----- DATA TO PROCESS -----

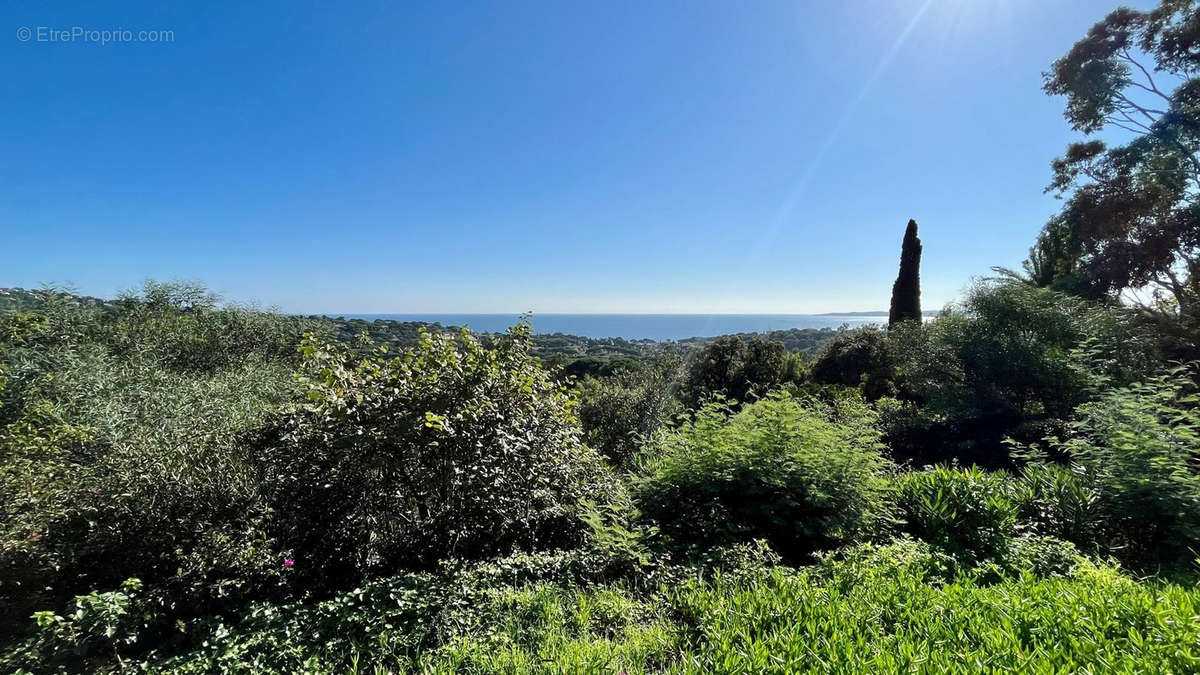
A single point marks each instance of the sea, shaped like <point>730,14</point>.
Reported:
<point>659,327</point>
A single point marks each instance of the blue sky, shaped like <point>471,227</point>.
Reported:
<point>643,156</point>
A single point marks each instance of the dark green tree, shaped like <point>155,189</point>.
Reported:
<point>1131,226</point>
<point>906,291</point>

-----

Reproduce all of the data above line for line, leaving out the pictures.

A single point marks each instance of the sea, shaped like <point>730,14</point>.
Reported:
<point>659,327</point>
A single point marks each instance of the blue sky, shaped like <point>471,227</point>.
Reported:
<point>643,156</point>
A single point marks each instance of the dark green tree, shaped like <point>155,189</point>.
Reported:
<point>1131,226</point>
<point>906,291</point>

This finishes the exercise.